*STATED EXERCISE 1*. Translate this sentence from the article on creating matching audio waveforms into Spanish: "An audio data buffer large enough to hold 70 seconds worth of audio should be enough."
*STATED EXERCISE 2*. Extend the article on creating matching audio waveforms, starting right after its final sentence.

*TEXT EXCERPT*.
Loading bars simulator - Part four: Creating matching audio waveforms
Material covered in this part
Creating an audio waveform to match the video output
Writing an audio file
The wav file format
The au file format
Writing the 256 × 192 framebuffer data to a raw data file
Making use of the final output
Creating an audio waveform to match the video output
Essentially, all we need to do in order to create a matching audio waveform is to write functions that correspond to video_silence, video_leader, and video_byte_out.
The actual waveform is obviously only mono and only 1 bit deep, so we can write a single channel, 8-bit audio file at any arbitrary sample rate that suits us. The only slight difficulty is that the timings of the various pulses are not integer multiples of any commonly used audio sampling rate. For example, the pulses of the pilot tone last for 2168 T-states, which is 2168/3500000 of a second. At a 48 Khz sampling rate, this would be 29.73 samples. At 44.1 Khz, it would be 27.32 samples.
Of course, this doesn't mean that we can't accurately reproduce the timing of the original waveform at these sampling rates, we most certainly can.
Although we describe the signal as a square wave, in fact no such thing as a true square wave really exists at all, and at every 'edge' of the signal the waveform will actually oscillate around the high or low level for a brief period. The correct way to accurately represent the timing of the original waveform is to calculate and use those intermediate values as our samples.
This is fairly complicated however, and for our purposes a simpler approach is sufficient. In the case of the pilot tone pulses, we simply represent them as 30 samples instead of 29.73. This rounding error, combined with the similar but much smaller rounding error in the timing of the video output, will mean that the audio is approximately 0.00899 seconds longer than the video per second of leader. In practice, this doesn't seem to cause a noticeable problem with syncronization.
We use a variable 'samples' in the main function to hold the current position in the audio output buffer. This is broadly equivalent to beampos, except that as we are generating a continuous stream of audio data which will eventually be written to a single file, there is no need to have audio functions equivalent to output_frame and set_beam_pixel, we just write the sample values as bytes to the buffer and increment the position stored in 'samples'. We allocate two buffers for audio data, a small one to hold the wav header which we will eventually write, and a larger one to hold the actual audio data:
int samples;
unsigned char *audiobuffer;
unsigned char *audioheader;
audiobuffer=malloc(48000*70);
if (audiobuffer==NULL) { printf ("Unable to allocate memory for audiobuffer.\n"); return(1); }
audioheader=malloc(44);
if (audioheader==NULL) { printf ("Unable to allocate memory for audioheader.\n"); return(1); }
samples=0;
An audio data buffer large enough to hold 70 seconds worth of audio should be enough. The longest possible time for the data bytes part of the waveform would occur when writing a constant stream of 1 bits, which have a pulse duration of 1710 T-states. 6912 × 8 × 1710 / 3500000 = 54, leaving 16 seconds for any pilot tones, silent intervals, and the header.

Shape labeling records
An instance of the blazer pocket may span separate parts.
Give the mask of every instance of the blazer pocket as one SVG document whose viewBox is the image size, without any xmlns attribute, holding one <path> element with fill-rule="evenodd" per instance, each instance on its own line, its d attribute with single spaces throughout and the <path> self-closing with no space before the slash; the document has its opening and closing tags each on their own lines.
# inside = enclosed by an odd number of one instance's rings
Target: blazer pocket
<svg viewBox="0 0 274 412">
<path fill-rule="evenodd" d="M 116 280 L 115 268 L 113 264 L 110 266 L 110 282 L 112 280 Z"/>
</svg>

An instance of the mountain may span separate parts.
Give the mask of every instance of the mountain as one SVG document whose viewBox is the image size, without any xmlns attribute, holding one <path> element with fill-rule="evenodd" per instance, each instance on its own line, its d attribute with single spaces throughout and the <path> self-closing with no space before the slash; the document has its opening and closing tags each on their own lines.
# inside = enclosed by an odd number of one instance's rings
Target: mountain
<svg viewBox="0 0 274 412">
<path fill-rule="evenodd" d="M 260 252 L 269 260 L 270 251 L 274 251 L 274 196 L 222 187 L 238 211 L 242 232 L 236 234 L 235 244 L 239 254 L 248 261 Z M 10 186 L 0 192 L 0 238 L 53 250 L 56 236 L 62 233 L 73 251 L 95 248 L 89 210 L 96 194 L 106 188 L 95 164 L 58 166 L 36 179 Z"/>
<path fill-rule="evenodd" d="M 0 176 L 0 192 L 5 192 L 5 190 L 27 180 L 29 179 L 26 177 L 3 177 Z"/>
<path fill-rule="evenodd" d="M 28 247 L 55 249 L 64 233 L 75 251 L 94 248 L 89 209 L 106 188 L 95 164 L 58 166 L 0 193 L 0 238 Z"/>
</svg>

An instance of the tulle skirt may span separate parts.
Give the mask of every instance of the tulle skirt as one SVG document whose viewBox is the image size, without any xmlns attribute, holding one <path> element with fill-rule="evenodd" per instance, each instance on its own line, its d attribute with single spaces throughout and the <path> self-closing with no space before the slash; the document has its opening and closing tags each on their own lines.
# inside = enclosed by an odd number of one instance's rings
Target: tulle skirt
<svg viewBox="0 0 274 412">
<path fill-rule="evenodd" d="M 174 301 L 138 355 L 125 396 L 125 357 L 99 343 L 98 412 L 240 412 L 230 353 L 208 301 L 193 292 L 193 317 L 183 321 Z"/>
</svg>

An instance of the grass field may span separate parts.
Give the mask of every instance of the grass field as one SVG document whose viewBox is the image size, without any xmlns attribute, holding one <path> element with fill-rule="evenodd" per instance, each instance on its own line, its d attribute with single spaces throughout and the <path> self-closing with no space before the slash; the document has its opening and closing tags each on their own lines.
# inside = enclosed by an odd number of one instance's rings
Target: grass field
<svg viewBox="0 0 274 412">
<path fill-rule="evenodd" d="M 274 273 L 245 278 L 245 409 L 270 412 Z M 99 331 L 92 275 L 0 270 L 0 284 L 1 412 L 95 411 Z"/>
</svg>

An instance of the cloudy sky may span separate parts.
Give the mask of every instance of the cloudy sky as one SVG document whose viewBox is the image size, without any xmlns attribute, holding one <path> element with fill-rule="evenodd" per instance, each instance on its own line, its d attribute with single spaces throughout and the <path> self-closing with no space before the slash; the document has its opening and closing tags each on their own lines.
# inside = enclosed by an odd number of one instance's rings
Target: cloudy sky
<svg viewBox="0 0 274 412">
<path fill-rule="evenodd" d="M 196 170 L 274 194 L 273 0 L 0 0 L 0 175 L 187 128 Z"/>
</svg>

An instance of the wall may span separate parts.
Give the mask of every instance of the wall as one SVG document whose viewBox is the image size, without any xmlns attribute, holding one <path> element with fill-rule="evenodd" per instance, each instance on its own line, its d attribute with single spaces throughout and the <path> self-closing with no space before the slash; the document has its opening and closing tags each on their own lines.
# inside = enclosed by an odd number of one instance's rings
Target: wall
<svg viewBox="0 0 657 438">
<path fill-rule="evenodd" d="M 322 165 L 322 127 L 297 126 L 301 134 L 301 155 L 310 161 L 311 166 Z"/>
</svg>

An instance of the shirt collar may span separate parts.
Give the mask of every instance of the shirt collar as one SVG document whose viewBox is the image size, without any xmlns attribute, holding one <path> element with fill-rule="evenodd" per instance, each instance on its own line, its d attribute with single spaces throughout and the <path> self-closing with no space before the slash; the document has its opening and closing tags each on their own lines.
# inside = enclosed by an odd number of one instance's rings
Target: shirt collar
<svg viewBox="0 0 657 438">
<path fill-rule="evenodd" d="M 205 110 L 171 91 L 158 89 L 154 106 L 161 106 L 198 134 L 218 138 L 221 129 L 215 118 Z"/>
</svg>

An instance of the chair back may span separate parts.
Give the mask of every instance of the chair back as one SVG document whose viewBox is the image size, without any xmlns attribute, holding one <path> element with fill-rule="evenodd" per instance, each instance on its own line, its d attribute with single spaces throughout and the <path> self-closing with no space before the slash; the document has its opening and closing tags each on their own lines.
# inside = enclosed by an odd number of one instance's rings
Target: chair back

*TASK ANSWER 1*. Un búfer de datos de audio lo bastante grande como para contener 70 segundos de audio debería ser suficiente.

*TASK ANSWER 2*.
We'll represent the two possible states of the waveform as sample values 32, and 223. We could use 0 and 255, but using 32 and 233 has two advantages: firstly a square wave at maximum peak-to-peak output will sound very loud and somewhat distorted when reproduced on most hardware, although be aware that the square wave output that we create using 32 and 223 will still be fairly loud, so set any mixer volume controls appropriately. Secondly, if the audio data is interpreted as signed, rather than unsigned, 233 will become -32, so we still end up with a playable waveform, albeit at a lower volume. If we use 0 and 255, then reproducing the waveform as signed will result in almost complete silence.
The audio equivalent to the video_silence function, audio_silence, simply writes 32 for every sample:
/* Output mute audio for the specified number of t-states. */
/* Each t-state represents (48000)/3500000 pixels, or approximately 0.14 samples per t-state. */
int audio_silence(unsigned char * audiobuffer, int samples, long t)
{
int n;
for (n=0; n<(t*48000/3500000); n++) { *(audiobuffer+samples+n)=32; }
return (samples+n);
}
The audio_leader function is almost identical to it's video counterpart:
/* Each high/low pulse lasts for 2168 t-states. */
/* 2168*48000/3500000=29.7, so each high/low pulse should last for approximately 29.7 samples. We use 30. */
/* 3500000/2168 gives 1614.39 pulses per second, so we use 1614. */
/* Rounding error means that the audio is approximately 0.00899 seconds longer than the video per second of leader. */
int audio_leader(unsigned char * audiobuffer, int samples, int duration_seconds)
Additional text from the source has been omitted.